* TEXT PROVIDED:
********************

Member of Parliament, Lok Sabha
- In office 17 June 2019 – 4 June 2024
- Prime Minister: Narendra Modi
- Preceded by: Conrad Sangma
- Succeeded by: Saleng A. Sangma
- Constituency: Tura
- In office 25 May 2008 – 16 May 2014
- Preceded by: P. A. Sangma
- Succeeded by: P. A. Sangma
- Constituency: Tura

Minister of State for Rural Development
- In office 23 May 2009 – 28 October 2012
- Succeeded by: Suryakanta Patil

Personal details
- Born: Agatha Kongkal Sangma 24 July 1980 (age 45) New Delhi, India
- Party: National People's Party
- Other political affiliations: Nationalist Congress Party
- Spouse: Patrick Rongma Marak ​ ​(m. 2019)​
- Parent: P. A. Sangma (father);
- Relatives: James Sangma (brother) Conrad Sangma (brother)
- Alma mater: Savitribai Phule Pune University University of Nottingham
- Profession: Lawyer; Politician;

= Agatha Sangma =

Indian politician (born 1980)

Agatha Kongkal Sangma (born 24 July 1980) is an Indian politician and a former Member of Parliament, Lok Sabha representing the Tura constituency of Meghalaya. At the age of 29, she is the youngest member of parliament ever in India to be appointed Union Minister in Government of India to date. Sangma is the second woman from Northeast India to be appointed as union minister in the Government of India after Renuka Devi Barkataki from Assam. She is a member of the National People's Party.

== Early and education ==
Agatha Sangma was born in New Delhi to P. A. Sangma, the former speaker of the Lok Sabha, and Soradini K. Sangma. She was brought up in West Garo Hills, Meghalaya. Sangma received her LLB degree from Pune University and later joined the bar in Delhi High Court. She earned her master's degree in environmental management at the University of Nottingham, UK.

********************

* ENTRIES SUPPLIED:
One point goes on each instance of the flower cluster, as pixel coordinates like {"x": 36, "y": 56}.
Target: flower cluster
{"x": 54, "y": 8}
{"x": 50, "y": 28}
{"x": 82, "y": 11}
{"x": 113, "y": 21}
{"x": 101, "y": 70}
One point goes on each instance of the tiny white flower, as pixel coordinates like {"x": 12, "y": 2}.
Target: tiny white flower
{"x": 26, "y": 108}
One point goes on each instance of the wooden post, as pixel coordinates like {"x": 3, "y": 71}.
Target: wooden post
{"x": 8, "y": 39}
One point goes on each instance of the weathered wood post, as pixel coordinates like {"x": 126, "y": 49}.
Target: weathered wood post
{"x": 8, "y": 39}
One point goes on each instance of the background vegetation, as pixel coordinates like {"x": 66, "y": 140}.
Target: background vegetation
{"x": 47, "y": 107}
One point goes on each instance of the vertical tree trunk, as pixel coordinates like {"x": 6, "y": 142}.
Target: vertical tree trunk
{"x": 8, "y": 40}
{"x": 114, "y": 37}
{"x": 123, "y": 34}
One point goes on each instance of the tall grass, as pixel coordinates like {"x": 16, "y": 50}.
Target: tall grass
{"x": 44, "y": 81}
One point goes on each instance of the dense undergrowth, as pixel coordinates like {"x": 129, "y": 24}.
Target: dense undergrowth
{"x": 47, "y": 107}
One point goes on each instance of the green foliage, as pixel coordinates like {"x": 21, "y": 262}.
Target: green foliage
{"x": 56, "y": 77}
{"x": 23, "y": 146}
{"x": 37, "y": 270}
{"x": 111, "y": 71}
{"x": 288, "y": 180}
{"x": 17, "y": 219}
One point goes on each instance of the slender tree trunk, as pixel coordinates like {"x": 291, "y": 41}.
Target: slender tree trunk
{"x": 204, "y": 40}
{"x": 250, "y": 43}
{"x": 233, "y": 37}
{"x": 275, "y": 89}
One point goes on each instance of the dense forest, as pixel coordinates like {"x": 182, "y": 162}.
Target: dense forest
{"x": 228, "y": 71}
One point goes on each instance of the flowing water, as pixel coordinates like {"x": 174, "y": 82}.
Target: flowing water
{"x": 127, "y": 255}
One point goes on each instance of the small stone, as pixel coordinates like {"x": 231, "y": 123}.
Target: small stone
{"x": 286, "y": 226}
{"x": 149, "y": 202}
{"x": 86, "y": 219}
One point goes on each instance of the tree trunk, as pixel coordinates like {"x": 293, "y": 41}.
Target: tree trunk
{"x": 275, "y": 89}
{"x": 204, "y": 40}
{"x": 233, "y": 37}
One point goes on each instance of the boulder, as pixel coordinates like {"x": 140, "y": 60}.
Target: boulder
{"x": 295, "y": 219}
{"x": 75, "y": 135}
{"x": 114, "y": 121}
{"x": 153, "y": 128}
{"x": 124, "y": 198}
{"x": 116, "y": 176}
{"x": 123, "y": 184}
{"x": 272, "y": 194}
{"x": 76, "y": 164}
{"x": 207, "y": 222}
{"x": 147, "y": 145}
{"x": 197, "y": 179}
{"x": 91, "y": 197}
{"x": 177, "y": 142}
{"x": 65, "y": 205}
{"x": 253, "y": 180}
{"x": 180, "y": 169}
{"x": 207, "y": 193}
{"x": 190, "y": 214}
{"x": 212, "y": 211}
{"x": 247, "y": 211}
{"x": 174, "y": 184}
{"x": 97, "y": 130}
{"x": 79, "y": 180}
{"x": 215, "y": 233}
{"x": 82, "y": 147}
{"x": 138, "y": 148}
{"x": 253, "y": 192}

********************

* REQUIRED WORK:
**1.** Repeat the stretch of the Agatha Sangma biography from "Agatha Kongkal Sangma (born" through "of Nottingham, UK.", word for word.
**2.** Carry on the Agatha Sangma biography from its final sentence.

* RESPONSES BY TASK:
**1.**
Agatha Kongkal Sangma (born 24 July 1980) is an Indian politician and a former Member of Parliament, Lok Sabha representing the Tura constituency of Meghalaya. At the age of 29, she is the youngest member of parliament ever in India to be appointed Union Minister in Government of India to date. Sangma is the second woman from Northeast India to be appointed as union minister in the Government of India after Renuka Devi Barkataki from Assam. She is a member of the National People's Party.

== Early and education ==
Agatha Sangma was born in New Delhi to P. A. Sangma, the former speaker of the Lok Sabha, and Soradini K. Sangma. She was brought up in West Garo Hills, Meghalaya. Sangma received her LLB degree from Pune University and later joined the bar in Delhi High Court. She earned her master's degree in environmental management at the University of Nottingham, UK.

**2.**
==Career==
Sangma was first elected to the 14th Lok Sabha in a by-election in May 2008, after her father P.A. Sangma resigned from the seat to enter state politics. Later she was re elected to 15th Lok Sabha. At age 29, Sangma was the youngest Member of Parliament ever to be appointed Union Minister in Government of India to date.

Sangma was Minister of State for Rural development. She resigned from this post during the cabinet reshuffle in October 2012.

It was reported in November 2017 that she would contest the 2018 Meghalaya legislative assembly election on a National People's Party (NPP) ticket. She contested from the South Tura constituency and polled 6,499 votes, winning the seat. But she submitted her resignation as member of the House in an attempt to pave way for her brother to contest the by-election from her constituency.

== Personal life ==
Her brother Conrad Sangma is the current Chief Minister of Meghalaya. Agatha married Patrick Rongma Marak, a physician, on 21 November 2019.